◆ SOURCE TEXT
>>>>

The fabric’s origins date back to Etruscan and Roman times, and it has long stood as a symbol of Tuscan craftsmanship. Historically, it clothed outdoor workers and was even accepted as a form of tax payment in Florence in the 1300s.

The crinkled wool gained global recognition when Audrey Hepburn wore a Casentino coat in Breakfast at Tiffany’s. Through Holly Golightly, it was transformed from practical workwear into a timeless emblem of Italian elegance.

A fashion photo from suite123 archive of a model wearing an oversized, orange coat made of Panno Casentino wool. The coat is worn over a crisp white shirt and black straight-leg trousers, all against a clean white background.
Panno Casentino Coat from suite123 fashion archive

What happened: The economic and geopolitical background


The end had been looming for some time — as early as 2022 — but now it seems definitive. The final chapter has arrived for Manifattura del Casentino in Soci (Bibbiena), the last company producing this unique cloth. With the firm in liquidation and its 13 remaining workers made redundant, the factory stands silent. All that remains are the machines, including the specialised curling equipment essential to the fabric’s identity. They face a December deadline: if no one intervenes, they will be dismantled.

According to Corriere Fiorentino, the company’s latest crisis was the mirror image of its previous one. In the summer of 2022, there were orders but no production, due to bankruptcy under the former management. When production was finally restored, the orders had evaporated, swept away by the wider textile crisis.

The owners, Roberto Malossi and Andrea Fastoni, first raised the alarm a year and a half ago, reiterating it last Christmas. With no new orders coming in, closure became inevitable.
“We held firm until June,” Fastoni explained, “even as turnover collapsed to just €300,000 — a third of 2023’s figure and one-tenth of 2022’s. Then, starting 1st July, we had to place workers on furlough. We contacted the regional government immediately, but negotiations for a sale never materialised. All that remained was severance pay.”

Textile industry: The perfect storm


The situation became unsustainable, Fastoni said, citing a perfect storm of challenges: “It wasn’t just the broader textile crisis hitting industrial centres like Prato and Biella. We were also affected by sanctions against Russia — one of our key markets — and by Middle East tensions, which drove up the cost of raw materials such as dyes. The worst blow was the surge in energy costs. Our electricity and gas bills reached €40,000 a month, which led to arrears and, eventually, a power cut. We’re also behind on rent. Roberto Bellandi, the Prato entrepreneur who bought the warehouse in 2022 to enable our restart, has been patient, but we cannot indefinitely rely on his generosity.”

This culmination of factors led to the decision to liquidate — a move now threatening the entire supply chain. The two partner firms that supplied raw cloth and marketed the finished fabric will also be severely impacted.

“The deadline is imminent,” Fastoni warns. “If no one steps forward in the coming weeks, a unique piece of our textile heritage will simply disappear.”

Final thoughts


As Corriere Fiorentino’s Salvatore Mannino bleakly concluded: “While Arezzo’s CGIL (union) leaders complain about the crisis, what’s needed now is a miracle — the kind you see in romantic films starring Audrey Hepburn. But Soci is not Hollywood.”

But Panno Casentino isn’t just a fabric. It’s history, tradition, craftsmanship, and culture woven together. The closure of Manifattura del Casentino isn’t only an economic loss — it’s a cultural one.

We are watching a symbol of Italian identity vanish, thread by thread. The warm, earthy colours that once defined Tuscan winters are fading into silence. Once again, small-scale craftsmanship succumbs to market logic, bureaucracy, and political inertia.

So what is politics doing — if not protecting the legacy that defines us? When they say they want to protect Made in Italy, what do they really mean?
If we can’t preserve what makes us who we are, what exactly are we building instead?

<<<<

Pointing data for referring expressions
>>>>

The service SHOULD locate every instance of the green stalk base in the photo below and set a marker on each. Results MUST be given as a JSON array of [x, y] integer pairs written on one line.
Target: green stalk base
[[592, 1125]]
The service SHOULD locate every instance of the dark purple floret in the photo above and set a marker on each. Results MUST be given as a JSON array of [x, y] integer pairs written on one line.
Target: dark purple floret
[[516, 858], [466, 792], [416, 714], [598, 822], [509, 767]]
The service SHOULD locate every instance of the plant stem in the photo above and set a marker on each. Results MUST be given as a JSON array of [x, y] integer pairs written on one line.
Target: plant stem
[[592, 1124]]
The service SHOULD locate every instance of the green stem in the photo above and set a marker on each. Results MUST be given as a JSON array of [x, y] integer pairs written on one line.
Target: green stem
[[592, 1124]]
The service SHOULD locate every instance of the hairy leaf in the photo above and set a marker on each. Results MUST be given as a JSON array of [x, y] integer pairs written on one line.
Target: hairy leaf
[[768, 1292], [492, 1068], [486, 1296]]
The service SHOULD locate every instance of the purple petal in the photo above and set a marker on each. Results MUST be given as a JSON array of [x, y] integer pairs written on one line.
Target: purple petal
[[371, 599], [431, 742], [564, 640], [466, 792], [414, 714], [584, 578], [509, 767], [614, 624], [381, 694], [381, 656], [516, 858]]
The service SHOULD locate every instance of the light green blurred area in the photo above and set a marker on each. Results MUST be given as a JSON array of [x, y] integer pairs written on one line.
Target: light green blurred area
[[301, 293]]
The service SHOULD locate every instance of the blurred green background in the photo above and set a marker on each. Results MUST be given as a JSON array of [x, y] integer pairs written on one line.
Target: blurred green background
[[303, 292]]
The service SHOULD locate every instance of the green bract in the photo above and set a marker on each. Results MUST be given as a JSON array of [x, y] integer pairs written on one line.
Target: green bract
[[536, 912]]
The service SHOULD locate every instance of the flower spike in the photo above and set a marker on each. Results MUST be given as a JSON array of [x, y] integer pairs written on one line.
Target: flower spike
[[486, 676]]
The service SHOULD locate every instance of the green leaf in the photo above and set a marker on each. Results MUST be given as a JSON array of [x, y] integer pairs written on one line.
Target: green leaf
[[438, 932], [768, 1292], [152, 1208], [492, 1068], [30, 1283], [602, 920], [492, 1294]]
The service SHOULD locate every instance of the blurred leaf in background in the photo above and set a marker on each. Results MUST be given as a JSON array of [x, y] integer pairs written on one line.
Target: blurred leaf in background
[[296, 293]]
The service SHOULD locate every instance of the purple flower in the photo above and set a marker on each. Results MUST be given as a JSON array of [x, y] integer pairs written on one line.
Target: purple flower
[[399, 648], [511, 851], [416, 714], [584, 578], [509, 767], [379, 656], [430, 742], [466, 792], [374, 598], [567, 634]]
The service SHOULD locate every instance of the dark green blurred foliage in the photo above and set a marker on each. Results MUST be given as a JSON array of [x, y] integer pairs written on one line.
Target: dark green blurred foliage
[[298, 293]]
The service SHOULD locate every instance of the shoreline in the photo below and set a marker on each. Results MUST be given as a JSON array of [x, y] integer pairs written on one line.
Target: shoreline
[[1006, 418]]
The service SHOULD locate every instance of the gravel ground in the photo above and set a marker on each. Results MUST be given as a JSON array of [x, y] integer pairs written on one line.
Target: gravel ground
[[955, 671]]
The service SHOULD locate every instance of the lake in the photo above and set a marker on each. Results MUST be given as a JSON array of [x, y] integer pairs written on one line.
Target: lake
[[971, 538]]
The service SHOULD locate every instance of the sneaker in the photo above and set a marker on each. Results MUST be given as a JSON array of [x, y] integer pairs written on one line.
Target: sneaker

<<<<

◆ PARTS OF THE EXERCISE
(A) Repeat the passage of the Panno Casentino article starting with "Final thoughts" and going on through "they really mean?".
(B) Answer these questions from the Panno Casentino article:
(i) In which city was the fabric accepted as a form of tax payment in the 1300s?
(ii) How many remaining workers at Manifattura del Casentino were made redundant?
(iii) What amount did the company's monthly electricity and gas bills reach?
You do not need the records for any of this.

◆ PROBLEM SOLUTIONS
(A)
Final thoughts


As Corriere Fiorentino’s Salvatore Mannino bleakly concluded: “While Arezzo’s CGIL (union) leaders complain about the crisis, what’s needed now is a miracle — the kind you see in romantic films starring Audrey Hepburn. But Soci is not Hollywood.”

But Panno Casentino isn’t just a fabric. It’s history, tradition, craftsmanship, and culture woven together. The closure of Manifattura del Casentino isn’t only an economic loss — it’s a cultural one.

We are watching a symbol of Italian identity vanish, thread by thread. The warm, earthy colours that once defined Tuscan winters are fading into silence. Once again, small-scale craftsmanship succumbs to market logic, bureaucracy, and political inertia.

So what is politics doing — if not protecting the legacy that defines us? When they say they want to protect Made in Italy, what do they really mean?

(B)
(i) Florence
(ii) 13
(iii) €40,000 a month